Records from a point labeling set
────
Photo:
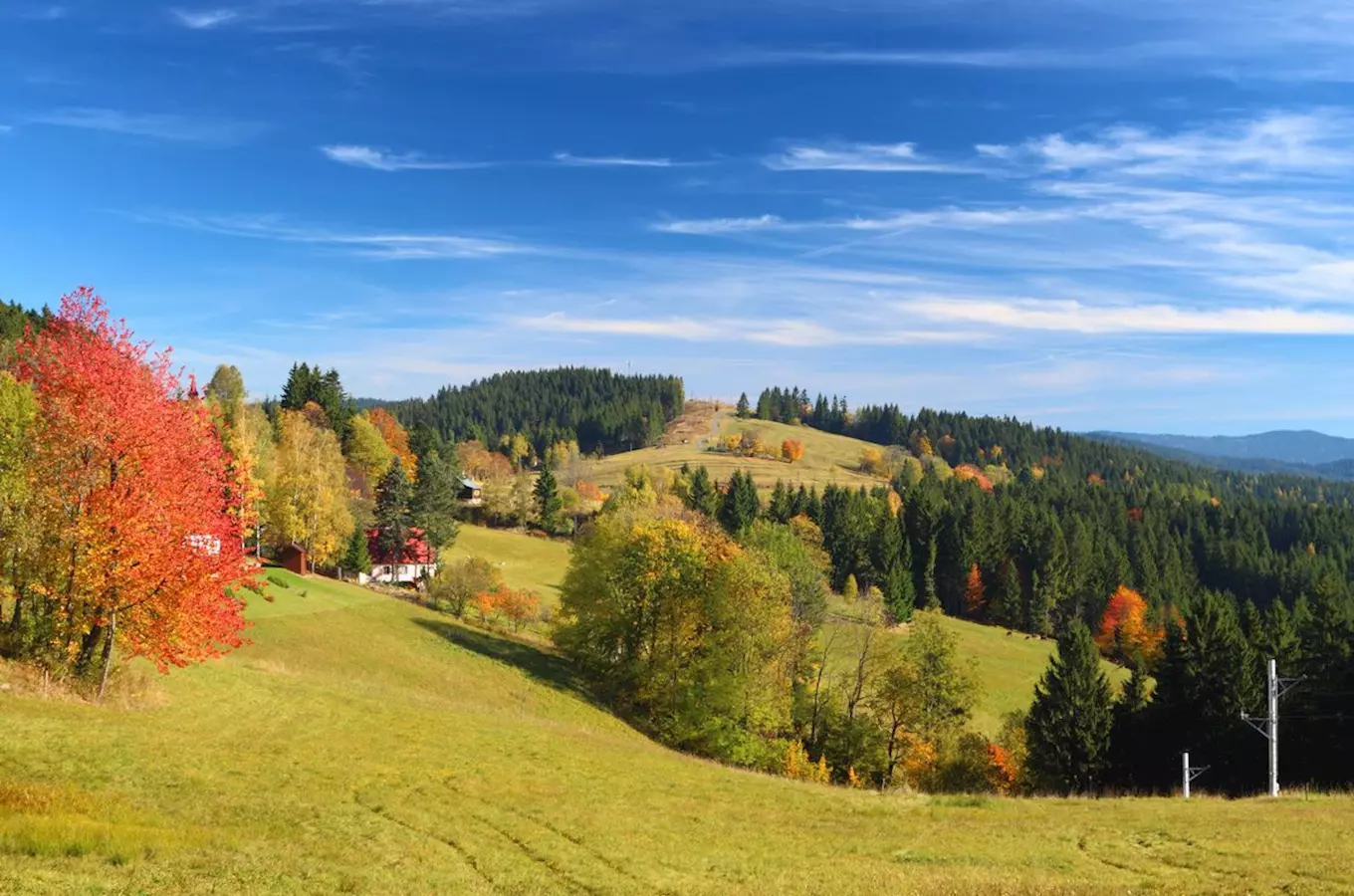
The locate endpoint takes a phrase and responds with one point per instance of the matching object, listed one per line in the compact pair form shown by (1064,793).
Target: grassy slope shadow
(544,666)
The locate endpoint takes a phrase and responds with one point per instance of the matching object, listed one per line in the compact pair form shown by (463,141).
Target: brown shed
(293,557)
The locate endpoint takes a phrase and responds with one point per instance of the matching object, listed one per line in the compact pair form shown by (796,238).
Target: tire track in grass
(466,855)
(605,861)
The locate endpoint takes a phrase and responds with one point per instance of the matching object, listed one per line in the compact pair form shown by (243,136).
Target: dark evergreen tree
(598,409)
(1005,605)
(1129,735)
(1207,678)
(356,560)
(702,493)
(548,501)
(433,505)
(781,508)
(394,519)
(1068,725)
(741,505)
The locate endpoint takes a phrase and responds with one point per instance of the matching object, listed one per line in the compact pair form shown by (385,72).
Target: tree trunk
(87,646)
(108,654)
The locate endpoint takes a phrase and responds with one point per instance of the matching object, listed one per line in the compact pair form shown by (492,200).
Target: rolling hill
(1007,663)
(827,456)
(1288,452)
(363,745)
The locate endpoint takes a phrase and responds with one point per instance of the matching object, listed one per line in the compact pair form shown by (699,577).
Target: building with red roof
(416,560)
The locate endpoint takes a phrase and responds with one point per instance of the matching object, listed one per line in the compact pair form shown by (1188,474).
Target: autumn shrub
(800,768)
(519,606)
(457,584)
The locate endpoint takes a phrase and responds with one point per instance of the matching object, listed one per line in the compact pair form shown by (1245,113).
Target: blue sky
(1086,213)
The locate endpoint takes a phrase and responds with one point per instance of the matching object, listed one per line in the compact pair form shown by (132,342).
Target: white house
(413,563)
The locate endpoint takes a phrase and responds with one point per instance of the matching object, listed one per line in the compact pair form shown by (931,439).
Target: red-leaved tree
(1125,631)
(141,542)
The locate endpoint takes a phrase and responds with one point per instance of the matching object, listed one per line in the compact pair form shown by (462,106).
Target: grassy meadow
(1008,665)
(526,560)
(363,745)
(827,458)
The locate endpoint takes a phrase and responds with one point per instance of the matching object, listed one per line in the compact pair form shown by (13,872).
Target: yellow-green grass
(526,560)
(1005,665)
(827,458)
(363,745)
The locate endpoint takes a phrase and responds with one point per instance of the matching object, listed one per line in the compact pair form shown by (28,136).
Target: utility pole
(1267,726)
(1189,773)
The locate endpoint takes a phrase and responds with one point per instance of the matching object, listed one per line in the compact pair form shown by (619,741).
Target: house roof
(416,549)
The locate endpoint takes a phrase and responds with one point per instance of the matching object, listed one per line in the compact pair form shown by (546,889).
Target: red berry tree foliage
(1125,631)
(139,546)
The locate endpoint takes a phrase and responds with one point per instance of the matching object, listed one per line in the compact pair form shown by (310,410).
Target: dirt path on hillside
(698,422)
────
## STATED EXERCISE
Only the lines from the one that contains "shown by (28,136)." to the end of the entries above should be given again, exactly and in full.

## RESPONSE TO THE TASK
The locate endpoint takes a phrase and responds with one point per instance of the matching object, listed one per line in the compact pair form shown by (28,136).
Target: utility pole
(1267,726)
(1189,773)
The locate endpoint takes a phrase and responds with one point per instance of the matching object, listed one per line in the compact pair form shown by (619,741).
Target: house roof
(416,549)
The locate endpoint takes a phrase and responds with one point per instance of the matching object, listed one per line in the compact pair form shown by (546,889).
Target: red berry tree foliage
(1125,631)
(139,546)
The locate endpoint takes a phrase and responds with one point per instance of the matching object, listed one per line in the compact pair form shown by (310,410).
Target: dirt path on hillside
(698,422)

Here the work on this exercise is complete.